■ BRIEF 1: In the forum thread on unique list elements, which values in the sample data does the poster call unique?
■ BRIEF 2: Repeat the forum thread on unique list elements, everything from "what I am looking" down to "or an array?".
■ BRIEF 3: List each distinct number that appears in the sample data list in the forum thread on unique list elements.

■ EXTRACTED TEXT:
--- START ---

470,815 Members | 2,263 Online

# Unique Elements in a List

Is there an easy way to grab the Unique elements from a list?
For Example:
data = [0.1,0.5,0.6,0.4,0.1,0.5,0.6,0.9]

what I am looking for is the unique elements 0.4 and 0.9 with their
index from the list.
Probably something like a Hash Table approach!!
I would like to get this done without unnecessary overhead.And the list
could be essentially anything strings,floats,int etc...

Or is it already avaliable as an attr to a list or an array?
I dont remember seeing anything like that.

Jul 19 '05 #1
24 3984 OK I need to be more clear I guess!Unique Elements I mean, elements
that are non repeating. so in the above list 0.4, 0.9 are unique as
they exist only once in the list.

Jul 19 '05 #2
This is not the most beautiful idiom, but it works...

d = {}
for k in data:
try:
d[k] += 1
except:
d[k] = 1

for k,v in d.items():
if v == 1:
print k

Jul 19 '05 #3
su*******@gmail.com wrote:
Is there an easy way to grab the Unique elements from a list?

--- END ---

■ DATA:

--- START ---

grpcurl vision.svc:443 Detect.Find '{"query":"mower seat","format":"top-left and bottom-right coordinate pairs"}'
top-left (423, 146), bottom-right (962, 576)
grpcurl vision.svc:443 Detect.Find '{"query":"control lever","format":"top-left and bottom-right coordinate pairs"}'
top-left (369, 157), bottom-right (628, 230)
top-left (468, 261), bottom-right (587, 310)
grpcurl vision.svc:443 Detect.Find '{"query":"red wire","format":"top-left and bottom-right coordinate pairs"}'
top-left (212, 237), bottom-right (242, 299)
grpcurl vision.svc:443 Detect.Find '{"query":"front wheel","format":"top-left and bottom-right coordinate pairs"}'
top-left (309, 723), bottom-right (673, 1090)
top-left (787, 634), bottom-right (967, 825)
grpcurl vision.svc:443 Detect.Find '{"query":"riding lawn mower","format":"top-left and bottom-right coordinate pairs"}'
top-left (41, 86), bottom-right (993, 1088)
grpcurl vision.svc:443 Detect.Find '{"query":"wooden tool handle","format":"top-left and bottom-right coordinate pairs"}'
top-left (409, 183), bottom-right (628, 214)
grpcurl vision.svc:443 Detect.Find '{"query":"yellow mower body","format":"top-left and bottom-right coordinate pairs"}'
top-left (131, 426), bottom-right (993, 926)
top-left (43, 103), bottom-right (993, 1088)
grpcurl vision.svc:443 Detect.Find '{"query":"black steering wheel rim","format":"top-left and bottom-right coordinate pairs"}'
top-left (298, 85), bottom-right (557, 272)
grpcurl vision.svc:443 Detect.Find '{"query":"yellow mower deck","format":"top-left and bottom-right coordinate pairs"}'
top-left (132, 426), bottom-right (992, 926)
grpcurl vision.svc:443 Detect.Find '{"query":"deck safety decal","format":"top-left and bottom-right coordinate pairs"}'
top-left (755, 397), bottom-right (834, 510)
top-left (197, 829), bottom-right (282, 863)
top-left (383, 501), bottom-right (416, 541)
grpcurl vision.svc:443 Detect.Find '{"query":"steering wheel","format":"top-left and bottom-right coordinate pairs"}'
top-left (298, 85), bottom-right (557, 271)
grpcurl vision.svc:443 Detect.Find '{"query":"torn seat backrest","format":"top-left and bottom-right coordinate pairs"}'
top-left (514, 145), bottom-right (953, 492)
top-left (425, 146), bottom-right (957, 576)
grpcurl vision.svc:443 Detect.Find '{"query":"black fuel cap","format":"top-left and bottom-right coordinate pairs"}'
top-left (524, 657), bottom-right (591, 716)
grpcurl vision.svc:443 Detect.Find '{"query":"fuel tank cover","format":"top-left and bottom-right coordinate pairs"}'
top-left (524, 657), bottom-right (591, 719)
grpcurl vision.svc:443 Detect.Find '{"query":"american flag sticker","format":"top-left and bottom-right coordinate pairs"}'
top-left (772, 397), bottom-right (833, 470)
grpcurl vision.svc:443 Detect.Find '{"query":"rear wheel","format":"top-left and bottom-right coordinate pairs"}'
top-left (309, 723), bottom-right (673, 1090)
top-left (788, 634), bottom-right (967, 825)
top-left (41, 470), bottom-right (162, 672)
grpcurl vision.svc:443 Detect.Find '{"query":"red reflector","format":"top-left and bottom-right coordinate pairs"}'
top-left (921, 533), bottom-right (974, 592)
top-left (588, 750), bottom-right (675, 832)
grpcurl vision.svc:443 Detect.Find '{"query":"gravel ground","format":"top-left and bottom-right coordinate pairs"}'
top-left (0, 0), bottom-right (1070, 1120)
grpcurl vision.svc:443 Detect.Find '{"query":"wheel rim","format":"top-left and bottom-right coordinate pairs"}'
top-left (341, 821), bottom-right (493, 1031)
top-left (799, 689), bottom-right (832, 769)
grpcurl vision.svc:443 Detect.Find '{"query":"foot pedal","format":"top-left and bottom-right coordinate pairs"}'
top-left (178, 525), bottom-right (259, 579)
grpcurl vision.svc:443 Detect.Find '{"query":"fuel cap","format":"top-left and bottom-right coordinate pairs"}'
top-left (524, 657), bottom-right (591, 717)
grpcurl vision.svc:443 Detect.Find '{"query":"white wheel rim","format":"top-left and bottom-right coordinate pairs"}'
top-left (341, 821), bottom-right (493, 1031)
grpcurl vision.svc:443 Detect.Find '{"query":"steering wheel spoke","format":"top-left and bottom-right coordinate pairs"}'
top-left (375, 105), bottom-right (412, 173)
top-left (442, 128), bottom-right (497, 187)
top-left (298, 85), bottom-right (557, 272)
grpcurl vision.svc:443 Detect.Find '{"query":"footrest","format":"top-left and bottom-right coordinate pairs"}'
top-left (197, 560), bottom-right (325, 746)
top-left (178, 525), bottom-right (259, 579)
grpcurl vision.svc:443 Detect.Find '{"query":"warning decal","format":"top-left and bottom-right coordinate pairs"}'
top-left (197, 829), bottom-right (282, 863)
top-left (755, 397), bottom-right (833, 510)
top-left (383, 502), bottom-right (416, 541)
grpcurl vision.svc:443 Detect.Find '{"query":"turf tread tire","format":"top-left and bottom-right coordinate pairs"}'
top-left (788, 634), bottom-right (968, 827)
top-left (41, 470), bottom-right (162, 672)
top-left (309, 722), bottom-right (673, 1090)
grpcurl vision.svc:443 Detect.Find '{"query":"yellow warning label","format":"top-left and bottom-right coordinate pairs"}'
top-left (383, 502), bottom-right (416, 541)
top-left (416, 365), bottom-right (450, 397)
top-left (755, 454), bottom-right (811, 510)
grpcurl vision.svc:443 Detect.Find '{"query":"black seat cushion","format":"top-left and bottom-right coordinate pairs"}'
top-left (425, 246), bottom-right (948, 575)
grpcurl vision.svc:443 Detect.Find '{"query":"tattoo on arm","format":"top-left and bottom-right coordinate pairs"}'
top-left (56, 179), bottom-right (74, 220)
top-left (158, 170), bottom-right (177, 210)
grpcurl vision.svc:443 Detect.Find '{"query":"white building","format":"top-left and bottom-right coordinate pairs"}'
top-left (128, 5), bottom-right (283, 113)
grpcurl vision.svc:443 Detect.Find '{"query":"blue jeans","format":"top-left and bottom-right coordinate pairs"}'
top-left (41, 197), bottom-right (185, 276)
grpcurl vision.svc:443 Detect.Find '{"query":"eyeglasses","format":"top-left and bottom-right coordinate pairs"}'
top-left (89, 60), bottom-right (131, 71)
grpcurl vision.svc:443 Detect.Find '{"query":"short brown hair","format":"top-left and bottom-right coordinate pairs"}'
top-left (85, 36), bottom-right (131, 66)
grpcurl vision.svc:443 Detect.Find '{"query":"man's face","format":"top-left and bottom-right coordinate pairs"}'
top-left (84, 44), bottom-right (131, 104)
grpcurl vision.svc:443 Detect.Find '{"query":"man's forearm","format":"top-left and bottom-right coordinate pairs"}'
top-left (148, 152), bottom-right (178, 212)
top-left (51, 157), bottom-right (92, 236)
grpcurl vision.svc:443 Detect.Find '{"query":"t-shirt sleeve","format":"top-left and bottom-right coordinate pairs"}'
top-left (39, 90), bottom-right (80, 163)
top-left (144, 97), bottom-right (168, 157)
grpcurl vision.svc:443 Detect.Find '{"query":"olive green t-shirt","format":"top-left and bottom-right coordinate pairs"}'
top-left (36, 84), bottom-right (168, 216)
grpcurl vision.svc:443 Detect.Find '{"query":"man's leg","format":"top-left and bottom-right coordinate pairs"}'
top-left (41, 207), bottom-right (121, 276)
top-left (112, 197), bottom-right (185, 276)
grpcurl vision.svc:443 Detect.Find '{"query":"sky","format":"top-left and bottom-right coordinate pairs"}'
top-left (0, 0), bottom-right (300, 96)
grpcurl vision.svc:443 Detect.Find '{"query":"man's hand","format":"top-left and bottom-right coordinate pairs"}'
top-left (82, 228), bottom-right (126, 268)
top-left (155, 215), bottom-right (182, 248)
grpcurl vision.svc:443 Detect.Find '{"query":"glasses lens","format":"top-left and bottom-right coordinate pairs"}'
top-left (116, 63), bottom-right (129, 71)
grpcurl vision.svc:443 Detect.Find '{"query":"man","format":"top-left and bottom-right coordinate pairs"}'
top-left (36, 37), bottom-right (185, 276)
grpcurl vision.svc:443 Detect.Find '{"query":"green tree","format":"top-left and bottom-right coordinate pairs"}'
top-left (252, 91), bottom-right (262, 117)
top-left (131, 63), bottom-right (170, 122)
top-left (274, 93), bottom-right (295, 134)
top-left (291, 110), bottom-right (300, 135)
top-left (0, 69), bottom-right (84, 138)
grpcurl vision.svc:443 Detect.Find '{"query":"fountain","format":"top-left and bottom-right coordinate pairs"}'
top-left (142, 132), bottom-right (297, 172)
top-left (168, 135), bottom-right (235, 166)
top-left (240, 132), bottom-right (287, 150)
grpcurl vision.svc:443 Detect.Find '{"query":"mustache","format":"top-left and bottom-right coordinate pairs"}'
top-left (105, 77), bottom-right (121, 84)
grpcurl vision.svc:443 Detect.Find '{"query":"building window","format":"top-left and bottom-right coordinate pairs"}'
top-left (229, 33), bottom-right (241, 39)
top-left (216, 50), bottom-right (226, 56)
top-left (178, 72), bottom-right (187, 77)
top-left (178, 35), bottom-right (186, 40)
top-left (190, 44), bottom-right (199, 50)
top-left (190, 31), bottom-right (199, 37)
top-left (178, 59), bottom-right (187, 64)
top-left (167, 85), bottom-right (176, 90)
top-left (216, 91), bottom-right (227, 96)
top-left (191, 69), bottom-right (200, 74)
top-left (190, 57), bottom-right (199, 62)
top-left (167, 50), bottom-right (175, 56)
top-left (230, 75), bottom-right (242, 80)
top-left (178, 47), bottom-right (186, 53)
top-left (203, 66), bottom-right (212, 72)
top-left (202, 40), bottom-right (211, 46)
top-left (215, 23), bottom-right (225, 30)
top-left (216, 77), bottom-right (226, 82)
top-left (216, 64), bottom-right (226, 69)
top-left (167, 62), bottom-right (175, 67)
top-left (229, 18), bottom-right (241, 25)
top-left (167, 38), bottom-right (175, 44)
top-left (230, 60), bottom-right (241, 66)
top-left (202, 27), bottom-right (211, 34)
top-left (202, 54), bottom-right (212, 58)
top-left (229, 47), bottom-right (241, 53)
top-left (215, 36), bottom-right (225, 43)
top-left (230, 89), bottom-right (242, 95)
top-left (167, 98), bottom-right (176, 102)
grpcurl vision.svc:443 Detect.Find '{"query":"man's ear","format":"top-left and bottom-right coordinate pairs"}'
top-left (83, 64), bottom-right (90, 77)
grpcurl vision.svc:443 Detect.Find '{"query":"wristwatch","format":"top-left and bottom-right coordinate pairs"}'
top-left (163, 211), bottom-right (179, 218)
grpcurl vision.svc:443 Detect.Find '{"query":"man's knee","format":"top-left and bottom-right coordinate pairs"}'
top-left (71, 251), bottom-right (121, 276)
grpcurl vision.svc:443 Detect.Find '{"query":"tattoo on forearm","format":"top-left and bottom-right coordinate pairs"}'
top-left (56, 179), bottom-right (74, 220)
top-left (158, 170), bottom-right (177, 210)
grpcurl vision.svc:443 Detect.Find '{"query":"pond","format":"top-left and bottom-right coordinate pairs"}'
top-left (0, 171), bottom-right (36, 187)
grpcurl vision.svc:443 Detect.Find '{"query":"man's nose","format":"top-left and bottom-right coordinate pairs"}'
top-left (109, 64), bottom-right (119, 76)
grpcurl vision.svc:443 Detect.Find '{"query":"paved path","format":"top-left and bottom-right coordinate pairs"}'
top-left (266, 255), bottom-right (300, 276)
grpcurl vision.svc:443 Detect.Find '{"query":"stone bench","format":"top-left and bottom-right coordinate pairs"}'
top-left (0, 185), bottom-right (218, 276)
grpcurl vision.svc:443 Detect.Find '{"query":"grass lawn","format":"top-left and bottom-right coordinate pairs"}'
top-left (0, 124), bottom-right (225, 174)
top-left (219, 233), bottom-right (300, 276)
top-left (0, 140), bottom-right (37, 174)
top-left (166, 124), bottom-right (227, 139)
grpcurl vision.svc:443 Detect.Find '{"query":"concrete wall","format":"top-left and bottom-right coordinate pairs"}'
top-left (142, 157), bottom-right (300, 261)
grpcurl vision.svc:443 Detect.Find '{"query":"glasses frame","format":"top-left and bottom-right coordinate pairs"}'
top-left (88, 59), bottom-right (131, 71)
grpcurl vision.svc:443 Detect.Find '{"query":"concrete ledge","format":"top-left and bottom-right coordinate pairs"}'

--- END ---

■ YOUR SOLUTION 1: 0.4 and 0.9

■ YOUR SOLUTION 2:
what I am looking for is the unique elements 0.4 and 0.9 with their
index from the list.
Probably something like a Hash Table approach!!
I would like to get this done without unnecessary overhead.And the list
could be essentially anything strings,floats,int etc...

Or is it already avaliable as an attr to a list or an array?

■ YOUR SOLUTION 3: 0.1, 0.5, 0.6, 0.4, 0.9